─── Stored data
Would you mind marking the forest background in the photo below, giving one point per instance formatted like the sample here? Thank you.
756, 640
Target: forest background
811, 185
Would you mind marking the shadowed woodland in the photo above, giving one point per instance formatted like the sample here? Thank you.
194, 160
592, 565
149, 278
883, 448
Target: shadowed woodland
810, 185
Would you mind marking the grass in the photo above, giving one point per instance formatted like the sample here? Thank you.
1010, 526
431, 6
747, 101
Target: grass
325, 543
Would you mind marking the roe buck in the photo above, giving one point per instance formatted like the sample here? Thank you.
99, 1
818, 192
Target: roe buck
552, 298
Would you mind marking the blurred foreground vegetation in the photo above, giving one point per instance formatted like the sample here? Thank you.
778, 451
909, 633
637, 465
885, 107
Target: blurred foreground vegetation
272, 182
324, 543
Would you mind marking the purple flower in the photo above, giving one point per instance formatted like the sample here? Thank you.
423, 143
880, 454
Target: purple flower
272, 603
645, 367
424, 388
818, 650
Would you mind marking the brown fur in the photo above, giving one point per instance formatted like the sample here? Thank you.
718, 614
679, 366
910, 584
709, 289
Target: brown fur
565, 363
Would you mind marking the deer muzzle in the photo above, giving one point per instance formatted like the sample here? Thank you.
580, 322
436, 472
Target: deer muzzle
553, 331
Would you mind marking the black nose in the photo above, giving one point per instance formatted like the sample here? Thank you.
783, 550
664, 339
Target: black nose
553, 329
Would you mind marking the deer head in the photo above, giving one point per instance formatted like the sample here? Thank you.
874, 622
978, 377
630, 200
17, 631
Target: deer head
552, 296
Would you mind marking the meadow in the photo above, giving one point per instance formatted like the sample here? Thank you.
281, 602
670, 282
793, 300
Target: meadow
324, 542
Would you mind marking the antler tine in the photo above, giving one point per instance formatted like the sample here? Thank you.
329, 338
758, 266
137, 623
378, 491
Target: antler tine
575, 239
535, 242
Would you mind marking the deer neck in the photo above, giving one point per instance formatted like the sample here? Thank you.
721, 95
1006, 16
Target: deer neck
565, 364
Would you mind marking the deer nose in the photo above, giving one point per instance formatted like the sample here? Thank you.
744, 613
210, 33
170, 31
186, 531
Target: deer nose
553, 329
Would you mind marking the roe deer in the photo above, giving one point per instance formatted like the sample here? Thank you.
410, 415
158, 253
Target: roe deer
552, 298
──────
- Challenge -
Write out all of the lines above word for word, in the same order.

- Solution to this exercise -
Would you mind marking the forest background in the photo below, giving one point per instance formatted like the sample here? Thank you.
756, 640
Target: forest background
811, 185
Would you mind marking the shadowed woodland in the photo above, giving one point per instance formatted like the sample here? Thank you.
194, 160
592, 565
149, 278
883, 448
Target: shadowed woodland
810, 185
Would you mind marking the grass in the photo above, giving one point per instance formatted like the sample here? Thank you.
1010, 526
431, 6
747, 101
Target: grass
325, 543
Would you mind marking the roe buck in the photo above, giving one point per instance formatted like the sample here? Thank you.
99, 1
818, 192
Target: roe buck
552, 298
Would you mind marking the blurred foreground vegetation in the photo above, giving one point per instance formatted like the sample here? Thank you.
778, 451
909, 633
637, 465
885, 107
Target: blurred foreground vegetation
272, 182
324, 543
Would you mind marking the purple flower in the photo above, giving one point per instance formatted like the sample here? Thank you.
423, 143
880, 454
Target: purple flower
272, 603
645, 367
424, 388
818, 650
Would you mind marking the brown fur in the photo above, giving one point per instance formatted like the sample here? Thank you.
718, 614
679, 366
910, 584
709, 289
Target: brown fur
565, 363
Would you mind marking the deer muzzle in the photo above, giving one point per instance formatted like the sample here? Thank you.
580, 322
436, 472
Target: deer muzzle
553, 331
Would you mind marking the black nose in the photo above, giving one point per instance formatted like the sample here? Thank you.
783, 550
664, 339
Target: black nose
553, 329
Would you mind marking the deer head in the photo above, giving one point per instance formatted like the sample here? Thank you.
874, 622
978, 377
630, 200
17, 631
Target: deer head
552, 296
Would you mind marking the meadow in the photo above, giving one point per instance formatted like the sample here? Thank you.
281, 602
670, 282
793, 300
Target: meadow
324, 542
Would you mind marking the antler tine in the photo above, giving one point per instance formatted like the sample here? Thank you.
329, 338
758, 266
137, 623
378, 491
Target: antler tine
575, 239
535, 242
Would you mind marking the deer neck in the photo above, giving one point per instance formatted like the sample here? Thank you.
721, 95
1006, 16
Target: deer neck
565, 364
Would you mind marking the deer nose in the photo above, giving one point per instance formatted like the sample here? Thank you.
744, 613
210, 33
170, 31
186, 531
Target: deer nose
553, 329
Would you mind marking the roe deer in the photo above, giving one point per instance formatted like the sample here? Thank you.
410, 415
158, 253
Target: roe deer
552, 298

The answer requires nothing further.